--- INSTRUCTION 1 ---
Copy the forum thread on mountain bike protective gear word for word, starting at "## clydecrash (Apr" and ending at "at AF had FF.".

--- PROVIDED PASSAGE ---
⟨

Sweet! I was up there about 3 weeks ago and it was ridiculous. Some sections had 100+ feet of down timber across the trail. They must have spent a long time clearing that out. Awesome trail, that one! We'll have to go ride sometime! I'm originally from Clancy, so I know the area quite well.


----------



## cookieMonster (Feb 23, 2004)

Joules said:


> A lot of bike shop employees seem to have a hard time understanding the difference between "people don't come to my shop for X" and "people don't buy X [somewhere else]." There's also that personality that for some reason needs to tell people they don't know something, or what you're looking for is wrong.


I think that's a big part of it. The same shop told me that 26" wheels are obsolete as well. That's funny, because I have not been passed by a 650b rider nor a 29er rider yet, not even close. FWIW, I spent 3 days riding Phoenix on a 29er, and had a great time. I know their advantages and disadvantages. I'm not selling my SX Trail anytime soon though.


----------



## FASTIVAB6TG25MR (Apr 12, 2014)

i got the same response from the shops around here in sacramento, ca. no one gets why you would wear a full face on a mountain bike or even knee/shin guards. 


i wear a FF all the time. even on the light XC stuff around here. i also always wear knee/shin guards. yes its hot, yes it may be over kill. ill admit i am not as good of a rider as i think i am sometimes when i pick my lines. even with the helmet and pads i still hurt myself constantly. i used to wear no protection due to "its too hot" or "i look ridiculous". its amazing how a few bad crashes can change your outlook.


----------



## .WestCoastHucker. (Jan 14, 2004)

personally, i choose what protective gear i wear on a trail by trail basis. even though the only decision i make is half shell(which wins 90% of the time) or full face, since a helmet is my only constant. sometimes i wear gloves, but there is no rhyme to the reason. i haven't worn my knee pads in years and i don't own any other protective gear...
do i think one is more "cool" than another? absolutely not, it's just the way i am. as far as i'm concerned, if the next person is at least wearing a helmet and having a good time, i'd rather join in on the fun instead of sit on the sidelines and call them out for not being just like me...


----------



## clydecrash (Apr 1, 2005)

I was at angelfire a few weeks ago. Most wore some kind of FF, but there was a small minority that only had lids. Some of those were newbies (even more than me) and were going very slow (easiest trails with a lot of brake), but some were screaming down that mountain. I am usually going fast (for me) even on the "easier" trails that one simple mistake could send me flying. Not a chance I am willing to take without a FF.

So, most riders at AF had FF.


----------



## thefriar (Jan 23, 2008)

⟩

--- INSTRUCTION 2 ---
Rewrite only the rows starting at the line containing "outline bird's tail" and ending at the line containing "Draw the outline of every instance of the bird's tail.", replacing "bird's tail" with "bird's wing" and leaving everything else unchanged.

--- EXERCISE MATERIAL ---
⟨

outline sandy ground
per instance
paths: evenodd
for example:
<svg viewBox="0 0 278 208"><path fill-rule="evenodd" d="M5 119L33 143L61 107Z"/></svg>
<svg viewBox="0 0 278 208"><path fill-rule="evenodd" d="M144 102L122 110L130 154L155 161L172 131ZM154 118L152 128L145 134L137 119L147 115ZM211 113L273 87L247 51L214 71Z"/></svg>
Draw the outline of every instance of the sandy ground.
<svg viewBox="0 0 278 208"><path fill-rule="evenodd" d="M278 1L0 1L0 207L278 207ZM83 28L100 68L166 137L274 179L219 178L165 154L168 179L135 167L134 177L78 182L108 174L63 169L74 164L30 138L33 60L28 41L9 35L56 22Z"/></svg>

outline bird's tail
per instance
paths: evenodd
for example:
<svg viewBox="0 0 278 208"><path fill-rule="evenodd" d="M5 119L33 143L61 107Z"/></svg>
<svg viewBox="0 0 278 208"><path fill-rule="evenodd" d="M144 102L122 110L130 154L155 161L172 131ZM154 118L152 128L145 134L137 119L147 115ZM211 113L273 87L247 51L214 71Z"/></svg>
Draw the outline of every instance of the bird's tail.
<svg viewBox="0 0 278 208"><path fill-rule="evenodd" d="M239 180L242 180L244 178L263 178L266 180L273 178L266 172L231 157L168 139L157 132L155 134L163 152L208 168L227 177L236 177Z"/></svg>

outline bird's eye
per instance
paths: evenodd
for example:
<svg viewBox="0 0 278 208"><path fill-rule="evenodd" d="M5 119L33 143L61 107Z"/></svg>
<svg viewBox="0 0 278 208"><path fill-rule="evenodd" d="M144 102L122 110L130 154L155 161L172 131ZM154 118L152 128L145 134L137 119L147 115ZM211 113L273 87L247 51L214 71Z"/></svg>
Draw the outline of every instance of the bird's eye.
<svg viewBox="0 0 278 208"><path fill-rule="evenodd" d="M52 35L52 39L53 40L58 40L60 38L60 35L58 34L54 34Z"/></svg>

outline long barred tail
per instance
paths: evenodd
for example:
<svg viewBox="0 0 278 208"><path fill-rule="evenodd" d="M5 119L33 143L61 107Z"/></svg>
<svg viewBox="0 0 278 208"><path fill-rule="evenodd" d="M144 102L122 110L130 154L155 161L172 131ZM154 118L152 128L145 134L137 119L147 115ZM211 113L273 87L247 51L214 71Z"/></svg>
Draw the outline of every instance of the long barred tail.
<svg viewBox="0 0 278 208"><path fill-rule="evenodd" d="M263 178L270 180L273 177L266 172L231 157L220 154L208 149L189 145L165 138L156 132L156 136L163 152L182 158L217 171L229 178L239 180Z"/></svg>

⟩

--- FINAL ANSWER 1 ---
## clydecrash (Apr 1, 2005)

I was at angelfire a few weeks ago. Most wore some kind of FF, but there was a small minority that only had lids. Some of those were newbies (even more than me) and were going very slow (easiest trails with a lot of brake), but some were screaming down that mountain. I am usually going fast (for me) even on the "easier" trails that one simple mistake could send me flying. Not a chance I am willing to take without a FF.

So, most riders at AF had FF.

--- FINAL ANSWER 2 ---
outline bird's wing
per instance
paths: evenodd
for example:
<svg viewBox="0 0 278 208"><path fill-rule="evenodd" d="M5 119L33 143L61 107Z"/></svg>
<svg viewBox="0 0 278 208"><path fill-rule="evenodd" d="M144 102L122 110L130 154L155 161L172 131ZM154 118L152 128L145 134L137 119L147 115ZM211 113L273 87L247 51L214 71Z"/></svg>
Draw the outline of every instance of the bird's wing.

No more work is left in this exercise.